## DATA
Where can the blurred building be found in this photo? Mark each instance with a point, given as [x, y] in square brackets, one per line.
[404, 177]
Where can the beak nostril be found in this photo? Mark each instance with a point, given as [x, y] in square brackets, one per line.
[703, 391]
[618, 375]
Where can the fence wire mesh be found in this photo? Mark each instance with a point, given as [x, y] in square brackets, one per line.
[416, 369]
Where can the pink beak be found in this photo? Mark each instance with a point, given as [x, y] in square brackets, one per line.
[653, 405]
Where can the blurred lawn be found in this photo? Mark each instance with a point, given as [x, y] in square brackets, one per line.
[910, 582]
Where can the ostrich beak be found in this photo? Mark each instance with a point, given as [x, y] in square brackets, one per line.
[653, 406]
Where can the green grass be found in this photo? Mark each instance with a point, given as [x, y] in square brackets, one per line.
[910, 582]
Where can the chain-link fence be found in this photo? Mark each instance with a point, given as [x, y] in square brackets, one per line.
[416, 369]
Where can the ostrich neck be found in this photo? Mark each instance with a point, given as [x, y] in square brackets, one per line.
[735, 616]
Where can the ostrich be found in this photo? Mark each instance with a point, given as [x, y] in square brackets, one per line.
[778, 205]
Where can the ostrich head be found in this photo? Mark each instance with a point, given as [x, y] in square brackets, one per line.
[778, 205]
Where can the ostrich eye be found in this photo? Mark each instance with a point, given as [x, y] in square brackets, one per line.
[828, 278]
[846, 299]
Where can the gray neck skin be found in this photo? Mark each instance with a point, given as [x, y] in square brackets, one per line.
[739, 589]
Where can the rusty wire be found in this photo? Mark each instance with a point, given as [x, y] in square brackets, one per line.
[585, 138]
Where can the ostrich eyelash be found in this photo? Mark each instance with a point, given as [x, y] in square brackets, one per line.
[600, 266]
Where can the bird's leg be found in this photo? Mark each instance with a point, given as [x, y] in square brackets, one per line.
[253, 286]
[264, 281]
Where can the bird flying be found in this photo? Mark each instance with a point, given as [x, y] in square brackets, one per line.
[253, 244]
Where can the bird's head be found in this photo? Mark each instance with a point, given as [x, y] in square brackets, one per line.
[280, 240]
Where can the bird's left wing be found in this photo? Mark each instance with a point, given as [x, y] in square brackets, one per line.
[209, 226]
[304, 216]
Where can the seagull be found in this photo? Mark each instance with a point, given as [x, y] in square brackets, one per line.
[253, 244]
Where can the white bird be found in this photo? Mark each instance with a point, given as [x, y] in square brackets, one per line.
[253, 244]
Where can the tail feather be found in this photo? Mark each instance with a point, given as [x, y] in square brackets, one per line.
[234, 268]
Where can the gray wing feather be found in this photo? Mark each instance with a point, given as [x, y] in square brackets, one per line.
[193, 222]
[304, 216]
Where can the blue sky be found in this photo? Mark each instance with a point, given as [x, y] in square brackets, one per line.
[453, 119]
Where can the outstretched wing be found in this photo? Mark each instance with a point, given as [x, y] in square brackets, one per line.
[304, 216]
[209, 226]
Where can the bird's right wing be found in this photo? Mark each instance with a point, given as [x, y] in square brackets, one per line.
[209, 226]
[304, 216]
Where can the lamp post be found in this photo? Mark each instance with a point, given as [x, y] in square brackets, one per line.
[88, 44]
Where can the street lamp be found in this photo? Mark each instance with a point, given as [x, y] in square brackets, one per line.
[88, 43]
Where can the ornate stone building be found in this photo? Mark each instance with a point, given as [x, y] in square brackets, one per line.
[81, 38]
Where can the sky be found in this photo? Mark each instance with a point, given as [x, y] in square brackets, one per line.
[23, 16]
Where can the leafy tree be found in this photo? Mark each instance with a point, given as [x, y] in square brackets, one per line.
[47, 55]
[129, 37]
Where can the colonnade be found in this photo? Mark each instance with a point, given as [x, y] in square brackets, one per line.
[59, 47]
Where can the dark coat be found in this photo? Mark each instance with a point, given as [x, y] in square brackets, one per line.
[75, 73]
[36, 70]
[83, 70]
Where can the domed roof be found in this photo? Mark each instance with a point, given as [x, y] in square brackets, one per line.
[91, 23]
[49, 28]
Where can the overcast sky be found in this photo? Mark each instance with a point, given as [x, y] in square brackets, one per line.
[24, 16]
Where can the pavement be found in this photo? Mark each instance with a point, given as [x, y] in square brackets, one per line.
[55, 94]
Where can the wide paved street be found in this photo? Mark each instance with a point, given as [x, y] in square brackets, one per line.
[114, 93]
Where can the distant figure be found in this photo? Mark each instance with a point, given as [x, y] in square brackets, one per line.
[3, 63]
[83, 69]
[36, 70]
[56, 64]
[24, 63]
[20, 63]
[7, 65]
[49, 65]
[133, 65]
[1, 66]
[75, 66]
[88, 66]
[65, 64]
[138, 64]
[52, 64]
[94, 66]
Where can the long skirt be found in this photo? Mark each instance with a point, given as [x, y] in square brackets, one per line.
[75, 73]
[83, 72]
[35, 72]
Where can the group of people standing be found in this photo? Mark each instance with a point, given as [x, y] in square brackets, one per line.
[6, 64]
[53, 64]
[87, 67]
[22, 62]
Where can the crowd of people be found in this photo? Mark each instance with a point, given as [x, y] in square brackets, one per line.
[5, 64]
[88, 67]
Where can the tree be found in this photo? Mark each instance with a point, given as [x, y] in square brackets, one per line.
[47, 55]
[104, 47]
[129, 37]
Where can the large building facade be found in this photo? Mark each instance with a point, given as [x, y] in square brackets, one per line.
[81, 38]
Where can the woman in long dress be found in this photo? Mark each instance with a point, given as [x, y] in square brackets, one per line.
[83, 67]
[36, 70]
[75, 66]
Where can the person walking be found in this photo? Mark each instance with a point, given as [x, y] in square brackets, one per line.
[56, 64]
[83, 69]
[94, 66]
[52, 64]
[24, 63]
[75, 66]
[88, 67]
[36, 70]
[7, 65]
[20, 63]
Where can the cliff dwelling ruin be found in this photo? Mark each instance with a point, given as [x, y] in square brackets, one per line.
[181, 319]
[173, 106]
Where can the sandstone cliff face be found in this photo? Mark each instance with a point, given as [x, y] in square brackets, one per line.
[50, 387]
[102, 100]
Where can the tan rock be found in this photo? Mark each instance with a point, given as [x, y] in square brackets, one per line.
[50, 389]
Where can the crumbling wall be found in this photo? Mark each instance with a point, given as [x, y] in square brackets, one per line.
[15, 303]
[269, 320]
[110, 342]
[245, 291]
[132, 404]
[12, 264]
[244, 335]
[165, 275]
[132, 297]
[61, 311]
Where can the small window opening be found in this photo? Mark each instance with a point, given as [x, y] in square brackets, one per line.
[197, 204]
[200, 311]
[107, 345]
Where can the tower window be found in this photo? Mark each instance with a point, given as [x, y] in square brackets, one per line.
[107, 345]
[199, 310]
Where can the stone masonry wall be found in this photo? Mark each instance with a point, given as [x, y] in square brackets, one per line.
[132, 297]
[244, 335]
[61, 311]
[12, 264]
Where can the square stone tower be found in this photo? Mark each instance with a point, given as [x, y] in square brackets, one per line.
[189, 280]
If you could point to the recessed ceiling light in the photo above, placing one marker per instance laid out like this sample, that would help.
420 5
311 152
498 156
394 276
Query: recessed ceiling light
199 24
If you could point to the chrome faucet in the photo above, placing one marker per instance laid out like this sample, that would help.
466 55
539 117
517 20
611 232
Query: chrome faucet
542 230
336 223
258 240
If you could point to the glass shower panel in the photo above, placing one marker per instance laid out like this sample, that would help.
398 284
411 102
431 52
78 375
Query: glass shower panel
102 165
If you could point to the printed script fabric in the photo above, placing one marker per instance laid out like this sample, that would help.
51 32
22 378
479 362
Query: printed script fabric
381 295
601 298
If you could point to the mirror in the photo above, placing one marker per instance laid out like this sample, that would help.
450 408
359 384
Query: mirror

## TASK DIRECTIONS
Copy out all lines of the listing where the word "mirror" appears.

## REPLY TO THE TASK
If you could point to the mirror in the photo above, placing one marker per instance laid out like this sample, that would help.
Query: mirror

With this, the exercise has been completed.